What you will do
Rewrite every one of the rows, swapping "single marker" for "single dot" and leaving all other wording unchanged.

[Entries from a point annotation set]

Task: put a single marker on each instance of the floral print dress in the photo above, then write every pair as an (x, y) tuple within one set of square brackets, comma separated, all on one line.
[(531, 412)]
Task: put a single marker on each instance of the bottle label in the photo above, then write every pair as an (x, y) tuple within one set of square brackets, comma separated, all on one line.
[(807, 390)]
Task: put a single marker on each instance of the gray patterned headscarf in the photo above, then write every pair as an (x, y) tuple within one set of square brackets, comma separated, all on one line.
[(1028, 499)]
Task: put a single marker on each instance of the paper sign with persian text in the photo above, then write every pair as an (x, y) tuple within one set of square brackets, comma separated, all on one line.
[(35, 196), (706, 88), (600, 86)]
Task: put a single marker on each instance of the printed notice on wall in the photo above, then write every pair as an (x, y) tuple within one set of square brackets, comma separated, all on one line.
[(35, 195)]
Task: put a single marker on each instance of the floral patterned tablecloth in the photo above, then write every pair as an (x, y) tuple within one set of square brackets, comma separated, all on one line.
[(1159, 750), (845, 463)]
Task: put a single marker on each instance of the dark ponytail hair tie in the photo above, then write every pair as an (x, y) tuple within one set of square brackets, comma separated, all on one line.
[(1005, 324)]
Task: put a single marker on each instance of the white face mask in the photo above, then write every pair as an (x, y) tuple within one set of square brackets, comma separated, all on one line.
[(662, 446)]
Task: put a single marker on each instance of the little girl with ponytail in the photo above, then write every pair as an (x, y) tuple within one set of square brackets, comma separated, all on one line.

Result of this exercise
Task: put a single dot on each instance of the floral print dress in the photo above, then write every pair as an (x, y) tuple within one set of square brackets, comma separated, all on one line.
[(531, 412)]
Task: put a single dot on each instance of the bottle label in the photo above, then write every pair as an (x, y) tuple within one set of square brackets, comma separated, all on one line.
[(807, 390)]
Task: put a single dot on each instance of the gray patterned headscarf in the photo above, then write every pair as an (x, y) tuple within one set of square brackets, comma separated, all on one line.
[(1028, 499)]
Task: put a single dot on each instance of the paper sign with persian text in the photo above, then write every pair as an (x, y) tuple within one set of square brackets, comma separated, all on one line.
[(35, 196), (706, 88), (600, 86)]
Task: put a single dot on each instance of the printed notice on wall in the photo above, then write every pair as an (x, y) tuple within one set of square brackets, comma separated, all on one line.
[(35, 195)]
Task: put a single dot on each instance of the floral patterned tablecloth in the photo above, then write every pair as an (x, y) tuple within one set of square brackets, comma separated, all on one line.
[(1159, 750), (845, 463)]
Task: put a single dot on each instance of the dark ponytail hair tie in the photo above, then write every pair as an (x, y) tuple within one set of square brackets, comma separated, all on one line.
[(1005, 324)]
Task: put a single dot on each instance of the white face mask in the photo above, then write every pair as an (x, y) tuple within one set of square brackets, comma separated, all on one line.
[(662, 446)]
Task: put a single dot on each instance of the little girl with ponytail in the photo above, then write every pair as an (x, y) tuple within one set of square brackets, comma separated, all on one line.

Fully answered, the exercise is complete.